### Task
Will you copy out, unchanged, the part of the entries below that opens with the line containing "Pick out each instance of the blue" and closes with the line containing "x=655 y=531", both of those lines included and nothing else?

### Data excerpts
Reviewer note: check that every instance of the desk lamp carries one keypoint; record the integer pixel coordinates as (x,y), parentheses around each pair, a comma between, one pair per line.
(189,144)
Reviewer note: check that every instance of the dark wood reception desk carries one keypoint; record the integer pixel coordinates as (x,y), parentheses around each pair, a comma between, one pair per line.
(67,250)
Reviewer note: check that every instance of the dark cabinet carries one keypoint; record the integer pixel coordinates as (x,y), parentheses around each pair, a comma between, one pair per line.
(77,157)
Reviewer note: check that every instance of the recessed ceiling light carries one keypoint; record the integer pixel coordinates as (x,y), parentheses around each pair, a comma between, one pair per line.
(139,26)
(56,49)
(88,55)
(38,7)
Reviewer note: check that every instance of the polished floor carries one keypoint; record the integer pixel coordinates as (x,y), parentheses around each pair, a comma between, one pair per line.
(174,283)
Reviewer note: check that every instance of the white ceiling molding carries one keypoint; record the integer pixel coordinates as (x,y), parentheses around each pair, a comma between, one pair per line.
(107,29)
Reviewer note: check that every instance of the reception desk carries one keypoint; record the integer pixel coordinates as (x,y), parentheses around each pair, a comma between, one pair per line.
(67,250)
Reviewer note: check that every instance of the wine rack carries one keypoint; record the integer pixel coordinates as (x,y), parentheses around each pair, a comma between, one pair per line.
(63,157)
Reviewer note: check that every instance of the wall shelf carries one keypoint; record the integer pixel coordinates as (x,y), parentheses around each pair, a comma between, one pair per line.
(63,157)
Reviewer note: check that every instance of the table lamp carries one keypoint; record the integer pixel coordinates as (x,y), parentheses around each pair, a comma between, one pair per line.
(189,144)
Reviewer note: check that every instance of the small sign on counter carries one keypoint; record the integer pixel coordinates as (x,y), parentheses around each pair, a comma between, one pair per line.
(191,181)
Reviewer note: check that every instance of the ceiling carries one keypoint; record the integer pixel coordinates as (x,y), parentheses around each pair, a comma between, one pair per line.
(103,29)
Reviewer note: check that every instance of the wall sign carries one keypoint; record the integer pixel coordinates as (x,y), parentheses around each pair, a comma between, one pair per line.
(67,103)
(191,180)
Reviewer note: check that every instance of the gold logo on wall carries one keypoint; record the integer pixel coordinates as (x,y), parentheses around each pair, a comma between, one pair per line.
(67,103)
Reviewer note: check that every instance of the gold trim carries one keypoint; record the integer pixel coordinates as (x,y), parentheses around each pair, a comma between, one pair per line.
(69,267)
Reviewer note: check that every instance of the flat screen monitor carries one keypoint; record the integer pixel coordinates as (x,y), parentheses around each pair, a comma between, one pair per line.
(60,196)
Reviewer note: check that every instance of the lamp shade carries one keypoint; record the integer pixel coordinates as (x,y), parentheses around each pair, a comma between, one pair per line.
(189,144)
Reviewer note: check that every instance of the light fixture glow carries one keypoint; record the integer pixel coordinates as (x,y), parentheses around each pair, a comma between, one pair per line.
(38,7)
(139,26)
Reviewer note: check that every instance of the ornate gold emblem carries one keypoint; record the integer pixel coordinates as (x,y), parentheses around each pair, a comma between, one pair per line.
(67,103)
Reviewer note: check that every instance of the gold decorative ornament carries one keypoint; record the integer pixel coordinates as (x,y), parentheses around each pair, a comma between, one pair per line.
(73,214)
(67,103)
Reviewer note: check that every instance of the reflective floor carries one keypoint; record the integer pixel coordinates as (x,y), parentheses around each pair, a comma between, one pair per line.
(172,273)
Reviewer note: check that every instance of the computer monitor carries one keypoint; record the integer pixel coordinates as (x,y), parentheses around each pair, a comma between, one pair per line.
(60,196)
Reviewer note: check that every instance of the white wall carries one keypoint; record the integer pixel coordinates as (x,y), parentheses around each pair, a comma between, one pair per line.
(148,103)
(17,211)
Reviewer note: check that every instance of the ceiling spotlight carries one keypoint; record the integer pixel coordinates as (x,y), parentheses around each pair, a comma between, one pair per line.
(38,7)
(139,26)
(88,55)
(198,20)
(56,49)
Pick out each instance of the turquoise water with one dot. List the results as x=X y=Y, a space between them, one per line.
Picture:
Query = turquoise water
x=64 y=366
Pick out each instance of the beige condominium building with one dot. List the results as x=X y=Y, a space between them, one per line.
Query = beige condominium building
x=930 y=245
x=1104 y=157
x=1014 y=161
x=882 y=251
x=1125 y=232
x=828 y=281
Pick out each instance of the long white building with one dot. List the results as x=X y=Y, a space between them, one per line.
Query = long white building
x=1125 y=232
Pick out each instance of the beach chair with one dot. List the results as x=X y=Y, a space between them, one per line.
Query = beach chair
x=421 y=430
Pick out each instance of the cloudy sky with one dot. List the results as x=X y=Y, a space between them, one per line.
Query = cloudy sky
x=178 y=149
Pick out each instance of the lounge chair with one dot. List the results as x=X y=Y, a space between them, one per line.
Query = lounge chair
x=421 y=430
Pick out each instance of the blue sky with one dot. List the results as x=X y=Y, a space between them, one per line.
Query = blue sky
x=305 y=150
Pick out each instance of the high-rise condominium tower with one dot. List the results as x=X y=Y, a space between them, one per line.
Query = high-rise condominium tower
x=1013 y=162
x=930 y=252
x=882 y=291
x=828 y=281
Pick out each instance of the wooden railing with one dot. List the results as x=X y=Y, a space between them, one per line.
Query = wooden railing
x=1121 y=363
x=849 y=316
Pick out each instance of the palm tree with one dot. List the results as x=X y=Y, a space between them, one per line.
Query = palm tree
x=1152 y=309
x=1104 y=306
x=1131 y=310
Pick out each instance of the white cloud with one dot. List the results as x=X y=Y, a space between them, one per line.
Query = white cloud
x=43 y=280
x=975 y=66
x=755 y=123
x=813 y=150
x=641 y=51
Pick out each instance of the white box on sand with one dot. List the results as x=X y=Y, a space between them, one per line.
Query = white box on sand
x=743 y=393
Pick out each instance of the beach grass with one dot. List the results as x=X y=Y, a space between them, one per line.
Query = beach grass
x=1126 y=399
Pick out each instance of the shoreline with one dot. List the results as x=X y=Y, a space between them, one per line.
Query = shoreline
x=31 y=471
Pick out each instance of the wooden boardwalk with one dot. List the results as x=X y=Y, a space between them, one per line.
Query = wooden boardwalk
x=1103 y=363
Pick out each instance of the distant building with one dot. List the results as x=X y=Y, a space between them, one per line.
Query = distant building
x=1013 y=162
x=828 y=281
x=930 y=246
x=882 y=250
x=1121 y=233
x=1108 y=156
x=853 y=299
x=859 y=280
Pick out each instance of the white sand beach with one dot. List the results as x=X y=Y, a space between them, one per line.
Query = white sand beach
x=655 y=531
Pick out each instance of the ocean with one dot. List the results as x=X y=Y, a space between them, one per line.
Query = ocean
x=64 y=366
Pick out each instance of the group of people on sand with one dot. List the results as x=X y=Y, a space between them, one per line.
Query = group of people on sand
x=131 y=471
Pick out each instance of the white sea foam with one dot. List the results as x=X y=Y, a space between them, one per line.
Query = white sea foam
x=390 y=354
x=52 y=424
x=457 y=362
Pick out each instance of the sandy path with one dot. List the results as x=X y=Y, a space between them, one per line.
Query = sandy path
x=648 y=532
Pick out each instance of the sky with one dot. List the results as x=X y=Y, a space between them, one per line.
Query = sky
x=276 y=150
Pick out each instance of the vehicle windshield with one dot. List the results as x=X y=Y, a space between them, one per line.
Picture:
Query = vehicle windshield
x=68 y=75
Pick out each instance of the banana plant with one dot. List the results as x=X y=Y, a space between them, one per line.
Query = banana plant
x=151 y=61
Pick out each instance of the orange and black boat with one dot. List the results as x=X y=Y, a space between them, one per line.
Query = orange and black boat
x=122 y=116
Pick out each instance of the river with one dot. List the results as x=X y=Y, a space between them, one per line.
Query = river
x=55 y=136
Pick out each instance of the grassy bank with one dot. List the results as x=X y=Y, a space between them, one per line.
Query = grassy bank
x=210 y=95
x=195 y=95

### The response
Pick out each instance of the blue sky with one dot. List the results as x=X y=Y, a space between them, one per line.
Query = blue sky
x=305 y=150
Pick out each instance of the high-rise condominium tower with one dot. List the results as x=X y=Y, a space between them, one per line.
Query = high-rise condominium tower
x=1013 y=162
x=930 y=252
x=882 y=291
x=828 y=281
Pick out each instance of the wooden railing with one dot. List the results as x=X y=Y, a space between them, one per line.
Query = wooden railing
x=1121 y=363
x=849 y=316
Pick out each instance of the palm tree with one dot. List the results as x=X y=Y, a space between them, one per line.
Query = palm tree
x=1152 y=309
x=1104 y=306
x=1131 y=310
Pick out each instance of the white cloud with one dot. List the results as x=X y=Y, a space between them, one per line.
Query = white cloud
x=43 y=280
x=975 y=66
x=755 y=123
x=813 y=150
x=641 y=51
Pick out each instance of the white box on sand with one dot. List the results as x=X y=Y, a space between them, one per line.
Query = white box on sand
x=743 y=393
Pick out each instance of the beach grass with one dot. List the results as x=X y=Y, a space between them, one per line.
Query = beach grass
x=1126 y=399
Pick out each instance of the shoreline with one dot. List the results as x=X y=Y, a space between them, one per line.
Query = shoreline
x=31 y=471
Pick out each instance of the wooden boardwalk with one dot. List the results as x=X y=Y, a space between them, one per line.
Query = wooden boardwalk
x=1103 y=363
Pick out each instance of the distant building with one dot. List the results as x=X y=Y, a space between them, one per line.
Query = distant building
x=1013 y=162
x=828 y=281
x=930 y=246
x=882 y=250
x=1121 y=233
x=1108 y=156
x=853 y=299
x=859 y=280
Pick out each instance of the white sand beach with one dot. List the results as x=X y=Y, a space between them, one per line.
Query = white sand beach
x=655 y=531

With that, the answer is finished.